◆ **RECORD EXTRACTS**:
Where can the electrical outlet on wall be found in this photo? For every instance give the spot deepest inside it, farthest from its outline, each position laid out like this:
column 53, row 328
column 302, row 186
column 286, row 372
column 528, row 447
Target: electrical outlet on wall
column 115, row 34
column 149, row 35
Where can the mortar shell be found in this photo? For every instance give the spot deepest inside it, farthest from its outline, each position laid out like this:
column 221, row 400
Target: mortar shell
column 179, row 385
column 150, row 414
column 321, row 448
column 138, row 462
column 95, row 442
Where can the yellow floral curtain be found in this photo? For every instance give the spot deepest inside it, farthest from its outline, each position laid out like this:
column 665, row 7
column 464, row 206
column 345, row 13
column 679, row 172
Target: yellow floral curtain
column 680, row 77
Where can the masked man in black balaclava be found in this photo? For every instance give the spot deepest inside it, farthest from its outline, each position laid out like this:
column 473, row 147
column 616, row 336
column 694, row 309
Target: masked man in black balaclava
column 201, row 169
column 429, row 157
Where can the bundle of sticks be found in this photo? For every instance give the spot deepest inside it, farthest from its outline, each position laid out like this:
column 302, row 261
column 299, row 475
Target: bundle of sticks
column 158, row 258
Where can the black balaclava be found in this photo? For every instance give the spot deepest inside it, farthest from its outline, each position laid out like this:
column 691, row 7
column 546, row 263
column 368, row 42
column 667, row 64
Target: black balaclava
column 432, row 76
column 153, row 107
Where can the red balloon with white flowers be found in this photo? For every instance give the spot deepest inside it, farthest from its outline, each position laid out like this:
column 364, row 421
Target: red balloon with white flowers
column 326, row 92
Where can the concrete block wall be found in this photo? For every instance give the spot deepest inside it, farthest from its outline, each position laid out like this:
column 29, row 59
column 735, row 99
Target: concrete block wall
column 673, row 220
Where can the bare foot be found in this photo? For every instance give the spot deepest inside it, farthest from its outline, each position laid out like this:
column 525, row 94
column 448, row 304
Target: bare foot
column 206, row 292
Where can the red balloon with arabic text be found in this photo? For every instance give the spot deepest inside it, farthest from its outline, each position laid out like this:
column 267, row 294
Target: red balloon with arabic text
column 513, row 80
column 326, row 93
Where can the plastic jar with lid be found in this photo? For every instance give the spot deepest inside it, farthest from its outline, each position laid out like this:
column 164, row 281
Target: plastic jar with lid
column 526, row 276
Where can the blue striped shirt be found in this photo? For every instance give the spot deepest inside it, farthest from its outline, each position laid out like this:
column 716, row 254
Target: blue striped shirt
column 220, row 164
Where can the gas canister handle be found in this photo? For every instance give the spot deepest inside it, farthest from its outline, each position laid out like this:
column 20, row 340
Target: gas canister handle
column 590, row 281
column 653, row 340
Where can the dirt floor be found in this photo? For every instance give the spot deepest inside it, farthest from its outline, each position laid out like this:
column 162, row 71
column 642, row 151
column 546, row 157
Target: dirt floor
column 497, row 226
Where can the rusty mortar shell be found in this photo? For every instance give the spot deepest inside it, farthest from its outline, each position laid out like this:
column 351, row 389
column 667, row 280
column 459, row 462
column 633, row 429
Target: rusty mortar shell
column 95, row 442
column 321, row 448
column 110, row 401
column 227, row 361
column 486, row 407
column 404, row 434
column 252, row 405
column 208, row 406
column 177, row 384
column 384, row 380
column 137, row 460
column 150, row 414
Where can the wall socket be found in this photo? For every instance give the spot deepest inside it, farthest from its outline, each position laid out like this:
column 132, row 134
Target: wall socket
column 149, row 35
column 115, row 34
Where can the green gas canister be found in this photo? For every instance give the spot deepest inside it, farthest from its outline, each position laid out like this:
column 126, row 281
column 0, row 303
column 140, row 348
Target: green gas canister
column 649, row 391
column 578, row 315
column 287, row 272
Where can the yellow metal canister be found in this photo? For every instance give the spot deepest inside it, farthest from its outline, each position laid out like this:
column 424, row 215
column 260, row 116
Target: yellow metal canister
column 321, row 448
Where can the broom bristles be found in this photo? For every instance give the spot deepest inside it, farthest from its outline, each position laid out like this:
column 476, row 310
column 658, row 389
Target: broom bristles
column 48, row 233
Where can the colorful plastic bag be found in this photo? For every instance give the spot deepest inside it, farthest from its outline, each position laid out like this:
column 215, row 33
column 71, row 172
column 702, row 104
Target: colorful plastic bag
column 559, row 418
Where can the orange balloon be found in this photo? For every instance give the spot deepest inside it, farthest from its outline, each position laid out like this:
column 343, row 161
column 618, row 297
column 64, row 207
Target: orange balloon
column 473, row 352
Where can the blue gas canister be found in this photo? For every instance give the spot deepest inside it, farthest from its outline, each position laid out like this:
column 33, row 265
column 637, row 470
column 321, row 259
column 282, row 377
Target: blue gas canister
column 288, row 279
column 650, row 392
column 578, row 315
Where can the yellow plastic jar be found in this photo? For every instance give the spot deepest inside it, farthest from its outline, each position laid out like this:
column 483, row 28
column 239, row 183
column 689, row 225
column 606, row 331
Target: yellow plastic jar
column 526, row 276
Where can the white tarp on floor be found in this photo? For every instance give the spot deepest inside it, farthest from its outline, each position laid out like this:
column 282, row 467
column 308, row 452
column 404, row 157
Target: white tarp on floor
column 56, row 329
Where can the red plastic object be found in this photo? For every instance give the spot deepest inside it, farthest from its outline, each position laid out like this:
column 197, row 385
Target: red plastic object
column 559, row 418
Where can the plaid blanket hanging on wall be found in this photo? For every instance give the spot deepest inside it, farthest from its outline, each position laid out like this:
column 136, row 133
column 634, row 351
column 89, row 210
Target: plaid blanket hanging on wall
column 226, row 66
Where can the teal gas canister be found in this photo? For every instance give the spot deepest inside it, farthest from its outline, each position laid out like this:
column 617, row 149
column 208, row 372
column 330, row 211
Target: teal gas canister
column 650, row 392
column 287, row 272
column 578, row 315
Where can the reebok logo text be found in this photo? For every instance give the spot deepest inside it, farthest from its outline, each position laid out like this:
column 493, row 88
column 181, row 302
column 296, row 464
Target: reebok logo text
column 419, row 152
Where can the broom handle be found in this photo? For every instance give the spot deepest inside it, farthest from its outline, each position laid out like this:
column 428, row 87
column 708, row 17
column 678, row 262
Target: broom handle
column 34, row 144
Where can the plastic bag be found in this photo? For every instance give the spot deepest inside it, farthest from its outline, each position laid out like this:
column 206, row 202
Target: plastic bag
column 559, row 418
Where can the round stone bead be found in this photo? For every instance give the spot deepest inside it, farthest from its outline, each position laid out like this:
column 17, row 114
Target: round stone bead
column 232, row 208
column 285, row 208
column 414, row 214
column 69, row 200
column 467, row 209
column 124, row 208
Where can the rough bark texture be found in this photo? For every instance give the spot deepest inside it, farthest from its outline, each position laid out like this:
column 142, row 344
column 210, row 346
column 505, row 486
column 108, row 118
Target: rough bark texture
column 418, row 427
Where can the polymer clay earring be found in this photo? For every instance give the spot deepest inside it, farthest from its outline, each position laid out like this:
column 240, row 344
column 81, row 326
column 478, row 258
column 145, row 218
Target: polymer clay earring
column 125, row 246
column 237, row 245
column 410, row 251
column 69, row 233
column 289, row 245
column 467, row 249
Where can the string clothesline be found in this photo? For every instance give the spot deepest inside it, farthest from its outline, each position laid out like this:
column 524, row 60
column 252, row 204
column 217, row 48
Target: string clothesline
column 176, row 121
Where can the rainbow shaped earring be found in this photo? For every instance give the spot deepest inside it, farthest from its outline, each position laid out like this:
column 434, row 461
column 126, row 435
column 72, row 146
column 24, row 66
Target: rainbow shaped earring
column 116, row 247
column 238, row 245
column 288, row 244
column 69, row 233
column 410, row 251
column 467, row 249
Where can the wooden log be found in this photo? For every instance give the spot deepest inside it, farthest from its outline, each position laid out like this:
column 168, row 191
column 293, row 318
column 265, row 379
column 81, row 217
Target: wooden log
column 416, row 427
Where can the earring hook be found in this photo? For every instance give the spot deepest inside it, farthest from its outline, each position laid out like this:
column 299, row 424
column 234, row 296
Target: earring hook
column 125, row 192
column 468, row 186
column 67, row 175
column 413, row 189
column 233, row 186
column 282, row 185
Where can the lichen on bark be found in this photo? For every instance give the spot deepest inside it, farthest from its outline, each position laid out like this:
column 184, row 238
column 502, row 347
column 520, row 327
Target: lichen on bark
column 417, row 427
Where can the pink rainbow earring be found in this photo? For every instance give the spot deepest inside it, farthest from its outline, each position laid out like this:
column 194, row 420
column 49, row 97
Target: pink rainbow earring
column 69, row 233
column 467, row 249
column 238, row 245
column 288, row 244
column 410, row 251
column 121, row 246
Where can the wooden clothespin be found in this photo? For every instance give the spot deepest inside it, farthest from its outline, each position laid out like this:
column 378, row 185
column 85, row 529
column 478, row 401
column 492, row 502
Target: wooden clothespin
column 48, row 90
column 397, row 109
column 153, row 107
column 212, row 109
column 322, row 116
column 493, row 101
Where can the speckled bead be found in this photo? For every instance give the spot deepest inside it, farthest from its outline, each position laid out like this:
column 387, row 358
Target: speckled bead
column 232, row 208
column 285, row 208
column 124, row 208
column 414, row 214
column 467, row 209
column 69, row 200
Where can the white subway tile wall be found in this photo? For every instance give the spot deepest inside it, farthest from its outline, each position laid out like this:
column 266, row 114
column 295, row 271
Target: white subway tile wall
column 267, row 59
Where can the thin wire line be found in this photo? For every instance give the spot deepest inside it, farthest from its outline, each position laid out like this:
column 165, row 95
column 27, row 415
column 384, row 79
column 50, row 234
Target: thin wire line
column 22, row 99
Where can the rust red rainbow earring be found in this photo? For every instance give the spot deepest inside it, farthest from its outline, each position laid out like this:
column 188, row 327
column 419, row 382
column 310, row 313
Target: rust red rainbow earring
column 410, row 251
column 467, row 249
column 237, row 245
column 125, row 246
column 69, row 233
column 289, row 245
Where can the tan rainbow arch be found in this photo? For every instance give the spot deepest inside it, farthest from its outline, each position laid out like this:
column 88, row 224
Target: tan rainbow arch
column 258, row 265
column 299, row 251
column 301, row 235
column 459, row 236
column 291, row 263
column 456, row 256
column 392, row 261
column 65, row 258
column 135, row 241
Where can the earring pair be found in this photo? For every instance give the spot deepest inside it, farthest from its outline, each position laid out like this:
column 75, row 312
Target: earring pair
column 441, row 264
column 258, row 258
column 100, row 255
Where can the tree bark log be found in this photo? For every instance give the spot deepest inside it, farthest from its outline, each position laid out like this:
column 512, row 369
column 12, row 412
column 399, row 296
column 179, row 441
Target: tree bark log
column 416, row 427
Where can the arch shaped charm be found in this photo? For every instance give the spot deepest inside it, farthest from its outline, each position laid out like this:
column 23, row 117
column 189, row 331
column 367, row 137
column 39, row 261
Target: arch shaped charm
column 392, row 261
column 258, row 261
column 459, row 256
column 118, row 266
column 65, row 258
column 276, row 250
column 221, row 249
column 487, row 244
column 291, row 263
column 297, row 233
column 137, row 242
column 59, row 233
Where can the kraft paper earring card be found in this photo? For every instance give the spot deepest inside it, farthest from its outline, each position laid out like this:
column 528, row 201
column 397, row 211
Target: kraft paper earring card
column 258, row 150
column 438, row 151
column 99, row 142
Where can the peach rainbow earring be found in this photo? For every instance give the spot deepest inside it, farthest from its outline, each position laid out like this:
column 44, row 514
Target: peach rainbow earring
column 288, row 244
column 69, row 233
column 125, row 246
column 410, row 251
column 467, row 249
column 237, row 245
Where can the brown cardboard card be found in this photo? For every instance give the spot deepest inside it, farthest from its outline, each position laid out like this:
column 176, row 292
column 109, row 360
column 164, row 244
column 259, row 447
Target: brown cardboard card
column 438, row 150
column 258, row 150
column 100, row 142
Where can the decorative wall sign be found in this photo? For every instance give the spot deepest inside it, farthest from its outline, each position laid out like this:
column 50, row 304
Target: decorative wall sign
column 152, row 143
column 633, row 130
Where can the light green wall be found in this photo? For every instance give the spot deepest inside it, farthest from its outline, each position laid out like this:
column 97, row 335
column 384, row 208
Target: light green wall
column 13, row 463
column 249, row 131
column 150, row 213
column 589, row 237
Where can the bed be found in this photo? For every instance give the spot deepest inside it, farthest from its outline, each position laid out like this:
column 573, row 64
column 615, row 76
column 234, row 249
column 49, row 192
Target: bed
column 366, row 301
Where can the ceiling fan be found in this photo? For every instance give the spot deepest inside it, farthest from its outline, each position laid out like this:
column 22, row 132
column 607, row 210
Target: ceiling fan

◆ **TASK ITEM**: For this exercise, repeat exactly the lines of the data above from the one with "column 478, row 258" down to the one with "column 234, row 296", both end lines included.

◆ **EXERCISE ANSWER**:
column 478, row 258
column 145, row 218
Target: polymer clay earring
column 125, row 246
column 237, row 245
column 410, row 251
column 69, row 233
column 289, row 245
column 467, row 249
Where can the string clothesline be found in this photo? For every instance give the spot deepest inside it, farthest from its outline, each position laid out like this:
column 524, row 60
column 252, row 204
column 217, row 48
Target: string clothesline
column 176, row 121
Where can the rainbow shaped earring be found in this photo? For every instance give the spot deepest inside it, farthest from its outline, each position laid out like this:
column 434, row 461
column 126, row 435
column 72, row 146
column 24, row 66
Target: rainbow shaped earring
column 116, row 247
column 238, row 245
column 288, row 244
column 69, row 233
column 410, row 251
column 467, row 249
Where can the wooden log be found in this photo? For every instance give the spot deepest inside it, farthest from its outline, each position laid out like this:
column 168, row 191
column 293, row 318
column 265, row 379
column 81, row 217
Target: wooden log
column 416, row 427
Where can the earring hook be found in this photo? For every instance give the spot deepest inside it, farthest from its outline, each position laid out like this:
column 299, row 424
column 234, row 296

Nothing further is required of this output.